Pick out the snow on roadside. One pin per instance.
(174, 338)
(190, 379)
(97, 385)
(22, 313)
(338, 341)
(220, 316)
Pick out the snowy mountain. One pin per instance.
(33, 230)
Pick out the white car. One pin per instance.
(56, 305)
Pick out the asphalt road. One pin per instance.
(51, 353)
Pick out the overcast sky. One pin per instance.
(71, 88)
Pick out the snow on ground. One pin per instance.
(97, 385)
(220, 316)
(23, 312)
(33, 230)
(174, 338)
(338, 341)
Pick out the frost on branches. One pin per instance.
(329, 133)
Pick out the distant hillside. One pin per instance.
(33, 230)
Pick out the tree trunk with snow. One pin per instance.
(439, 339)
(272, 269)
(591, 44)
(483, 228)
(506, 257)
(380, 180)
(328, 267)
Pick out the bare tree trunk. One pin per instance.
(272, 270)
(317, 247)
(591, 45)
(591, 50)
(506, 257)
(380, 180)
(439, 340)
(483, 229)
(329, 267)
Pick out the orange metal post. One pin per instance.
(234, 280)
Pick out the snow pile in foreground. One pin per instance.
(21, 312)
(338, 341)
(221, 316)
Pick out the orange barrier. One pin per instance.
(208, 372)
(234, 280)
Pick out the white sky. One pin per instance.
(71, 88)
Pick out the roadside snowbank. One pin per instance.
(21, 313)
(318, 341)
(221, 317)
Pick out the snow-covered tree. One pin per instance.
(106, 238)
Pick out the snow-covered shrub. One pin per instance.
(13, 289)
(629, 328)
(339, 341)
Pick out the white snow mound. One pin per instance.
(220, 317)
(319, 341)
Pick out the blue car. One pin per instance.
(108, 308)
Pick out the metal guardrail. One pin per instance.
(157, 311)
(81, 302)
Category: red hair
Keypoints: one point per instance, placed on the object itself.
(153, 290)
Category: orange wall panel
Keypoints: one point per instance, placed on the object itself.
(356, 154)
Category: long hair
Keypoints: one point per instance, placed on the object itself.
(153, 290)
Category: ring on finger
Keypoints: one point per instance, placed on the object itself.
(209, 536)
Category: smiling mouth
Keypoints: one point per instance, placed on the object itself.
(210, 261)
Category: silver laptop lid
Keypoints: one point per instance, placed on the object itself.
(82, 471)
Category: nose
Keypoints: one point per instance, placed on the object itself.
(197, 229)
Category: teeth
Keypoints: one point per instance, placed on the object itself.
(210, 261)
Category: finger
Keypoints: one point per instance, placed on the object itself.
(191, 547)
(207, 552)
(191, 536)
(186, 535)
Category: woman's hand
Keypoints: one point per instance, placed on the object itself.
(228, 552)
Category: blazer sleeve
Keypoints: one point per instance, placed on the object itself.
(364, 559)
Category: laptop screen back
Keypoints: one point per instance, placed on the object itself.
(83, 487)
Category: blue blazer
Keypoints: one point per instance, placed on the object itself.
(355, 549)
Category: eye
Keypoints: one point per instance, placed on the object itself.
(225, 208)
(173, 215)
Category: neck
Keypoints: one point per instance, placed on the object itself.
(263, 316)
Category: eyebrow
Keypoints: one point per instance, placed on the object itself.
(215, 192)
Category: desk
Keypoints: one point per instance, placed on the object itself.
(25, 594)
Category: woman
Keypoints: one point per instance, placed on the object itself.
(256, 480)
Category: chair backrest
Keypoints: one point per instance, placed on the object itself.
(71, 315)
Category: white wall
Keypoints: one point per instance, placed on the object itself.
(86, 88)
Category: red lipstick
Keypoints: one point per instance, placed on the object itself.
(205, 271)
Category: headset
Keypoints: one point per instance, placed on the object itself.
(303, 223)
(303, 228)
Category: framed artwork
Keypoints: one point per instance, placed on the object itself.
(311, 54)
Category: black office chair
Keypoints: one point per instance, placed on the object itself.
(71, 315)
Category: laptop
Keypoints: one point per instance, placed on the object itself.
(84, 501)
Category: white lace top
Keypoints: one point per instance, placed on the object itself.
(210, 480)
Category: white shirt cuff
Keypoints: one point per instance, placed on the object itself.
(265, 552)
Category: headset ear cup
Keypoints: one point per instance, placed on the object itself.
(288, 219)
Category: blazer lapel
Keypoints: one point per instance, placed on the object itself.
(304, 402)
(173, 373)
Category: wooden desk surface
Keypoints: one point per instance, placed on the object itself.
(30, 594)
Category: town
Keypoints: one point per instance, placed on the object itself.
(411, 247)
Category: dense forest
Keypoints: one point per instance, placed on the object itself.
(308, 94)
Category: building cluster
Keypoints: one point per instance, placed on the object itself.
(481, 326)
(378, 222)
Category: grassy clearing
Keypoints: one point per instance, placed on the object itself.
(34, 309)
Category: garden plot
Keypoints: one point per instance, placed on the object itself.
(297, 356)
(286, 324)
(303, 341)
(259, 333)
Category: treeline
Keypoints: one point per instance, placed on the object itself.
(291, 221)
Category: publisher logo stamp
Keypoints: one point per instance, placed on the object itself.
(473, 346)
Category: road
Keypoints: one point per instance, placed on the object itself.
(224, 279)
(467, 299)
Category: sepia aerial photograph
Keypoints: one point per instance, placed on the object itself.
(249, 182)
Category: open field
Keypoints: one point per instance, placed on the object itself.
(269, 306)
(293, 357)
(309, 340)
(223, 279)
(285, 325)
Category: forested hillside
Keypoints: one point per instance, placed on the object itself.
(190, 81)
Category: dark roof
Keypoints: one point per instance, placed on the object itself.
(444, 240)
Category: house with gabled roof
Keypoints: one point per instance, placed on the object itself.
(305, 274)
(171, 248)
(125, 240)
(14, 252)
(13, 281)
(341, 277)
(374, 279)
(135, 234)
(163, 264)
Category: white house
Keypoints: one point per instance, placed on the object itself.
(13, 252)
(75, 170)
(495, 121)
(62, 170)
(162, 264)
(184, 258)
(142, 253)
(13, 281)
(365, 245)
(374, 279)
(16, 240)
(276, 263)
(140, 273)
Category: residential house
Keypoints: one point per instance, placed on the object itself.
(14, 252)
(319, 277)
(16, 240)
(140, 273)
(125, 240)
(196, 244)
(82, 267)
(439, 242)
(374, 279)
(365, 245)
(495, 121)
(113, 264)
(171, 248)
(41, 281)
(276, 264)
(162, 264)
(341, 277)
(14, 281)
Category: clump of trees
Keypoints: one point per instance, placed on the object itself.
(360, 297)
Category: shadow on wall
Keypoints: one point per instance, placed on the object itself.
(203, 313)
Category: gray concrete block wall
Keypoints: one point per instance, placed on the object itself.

### Problem
Give back exactly the lines beginning at the one with "Category: residential house" and ending at the final line of the material; both boundary lines belong in it.

### Response to this exercise
Category: residential house
Keypoints: one point per instance, placed on the object itself.
(14, 252)
(319, 277)
(16, 240)
(140, 273)
(125, 240)
(196, 244)
(82, 267)
(439, 242)
(374, 279)
(365, 245)
(495, 121)
(113, 264)
(171, 248)
(41, 281)
(276, 264)
(162, 264)
(341, 277)
(14, 281)
Category: clump of trees
Keypoints: one point per instance, placed on the object itself.
(360, 297)
Category: shadow on wall
Keypoints: one point per instance, placed on the object itself.
(203, 313)
Category: gray concrete block wall
Keypoints: one point per instance, placed on the object itself.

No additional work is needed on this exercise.